**EXTRAIT DU TEXTE**
──────────────────────────────

Dans les pays asiatiques de la CEI, des précipitations plus favorables et des conditions de végétation relativement meilleures laissent présager une amélioration des perspectives alimentaires pour cette année. La production céréalière en République kirghize, en Ouzbékistan, au Turkménistan, en Azerbaïdjan et en Arménie affiche un net progrès. Il n’en reste pas moins que les approvisionnements alimentaires restent plutôt critiques au Tadjikistan et en Géorgie.

En Amérique centrale et dans les Caraïbes, la récolte de la première campagne 2002/03 de céréales et de haricots est en cours et les perspectives sont favorables. La production devrait être supérieure à la moyenne au Guatemala, en El Salvador, au Nicaragua et au Honduras. On signale cependant encore des sécheresses localisées. La communauté internationale apporte une aide alimentaire aux agriculteurs touchés, dont beaucoup subissent aussi le contrecoup de l’effondrement des prix du café sur les marchés internationaux. Du fait de cette crise, des milliers de ménages et de travailleurs sont désormais victimes de l’insécurité alimentaire. De fortes pluies et des inondations sont signalées au Costa Rica et au Panama, notamment dans les régions côtières des Caraïbes, ce qui provoque des dommages aux cultures vivrières. En Jamaïque, le secteur agricole se redresse lentement des répercussions des fortes pluies et des inondations que le pays a connues en juin. À Cuba, l’ouest du pays et la province d’Isla de la Juventud ont subi de plein fouet les effets de l’ouragan  "Isidore" (22‑23 septembre), qui a endommagé les cultures et les infrastructures.

En Amérique du Sud, la récolte de la campagne 2002 de blé a débuté au Brésil, où l'on prévoit une production exceptionnelle. Au Chili, les semis de la campagne 2002/03 de blé sont terminés et, selon des estimations provisoires, la superficie ensemencée serait supérieure à la moyenne. Les semis de la campagne de maïs ont commencé et la superficie ensemencée devrait être légèrement plus importante que celle de 2001, qui était déjà bonne. En Uruguay aussi, les semis de la campagne 2002 de blé sont terminés, et l’on estime que la superficie ensemencée sera inférieure à la moyenne. Les semis de la campagne 2002/03 de maïs viennent à peine de commencer dans des conditions météorologiques normales. Dans les pays andins, de fortes tempêtes de neige et le gel sur les plateaux de la Bolivie et le sud du Pérou ont eu des répercussions sur la production animale. En Équateur, la récolte de la campagne 2002 de maïs est terminée et la production devrait être conforme à la moyenne. En Colombie, la récolte de la première campagne céréalière 2002 est sur le point de s'achever, tandis que les semis pour la deuxième campagne ont déjà débuté dans certaines régions. Au Venezuela, des pluies abondantes et incessantes depuis juin ont provoqué de graves inondations dans le sud-ouest, qui ont privé 35 000 personnes de leur foyer, entraîné des dégâts importants aux infrastructures et causé la perte d’une partie du bétail et des cultures.

──────────────────────────────

**ENREGISTREMENTS CONSERVÉS**
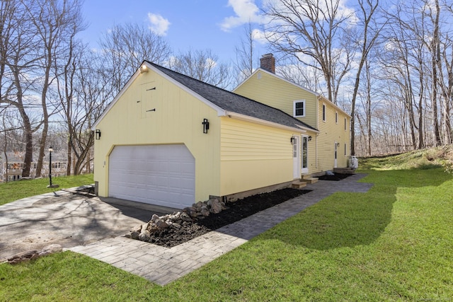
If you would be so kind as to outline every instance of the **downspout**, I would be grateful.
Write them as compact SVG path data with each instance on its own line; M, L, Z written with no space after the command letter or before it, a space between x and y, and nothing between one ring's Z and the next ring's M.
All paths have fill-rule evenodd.
M318 168L318 136L319 135L319 133L316 133L316 169Z

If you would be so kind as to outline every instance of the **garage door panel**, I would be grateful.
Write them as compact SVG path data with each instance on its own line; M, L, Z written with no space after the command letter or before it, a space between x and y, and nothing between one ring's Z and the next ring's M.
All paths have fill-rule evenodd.
M115 146L109 196L182 209L195 202L195 159L185 145Z

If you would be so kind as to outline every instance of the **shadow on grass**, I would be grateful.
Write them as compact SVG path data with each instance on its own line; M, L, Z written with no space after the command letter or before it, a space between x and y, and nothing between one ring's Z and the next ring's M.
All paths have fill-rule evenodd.
M374 183L368 192L335 193L264 233L259 240L277 239L321 250L369 245L390 223L399 188L438 186L452 178L442 169L374 173L364 180Z

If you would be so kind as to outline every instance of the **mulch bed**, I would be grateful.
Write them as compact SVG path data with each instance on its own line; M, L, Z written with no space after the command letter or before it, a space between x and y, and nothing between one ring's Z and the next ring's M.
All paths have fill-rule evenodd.
M352 174L340 174L340 173L334 173L333 175L328 175L326 174L325 175L319 176L317 178L320 180L333 180L338 181L341 180L344 180L346 178L350 177Z
M172 248L309 192L311 191L306 190L287 188L229 202L226 204L228 209L220 213L211 214L207 217L193 223L184 222L179 229L166 228L160 233L151 236L150 242Z

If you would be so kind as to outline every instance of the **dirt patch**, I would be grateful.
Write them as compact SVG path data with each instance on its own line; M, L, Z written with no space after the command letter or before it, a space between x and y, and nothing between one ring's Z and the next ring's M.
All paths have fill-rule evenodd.
M338 181L341 180L344 180L346 178L350 177L352 174L341 174L341 173L334 173L333 175L328 175L327 174L319 176L317 178L320 180L333 180Z
M227 209L219 214L211 214L194 222L183 222L180 228L168 228L154 233L150 242L172 248L309 192L287 188L229 202L226 204Z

──────────────────────────────

**CONSIGNE**
Énumérez tous les pays asiatiques de la CEI dont la production céréalière affiche un net progrès selon l'extrait sur les perspectives alimentaires.

**RÉPONSE OBTENUE**
République kirghize, Ouzbékistan, Turkménistan, Azerbaïdjan, Arménie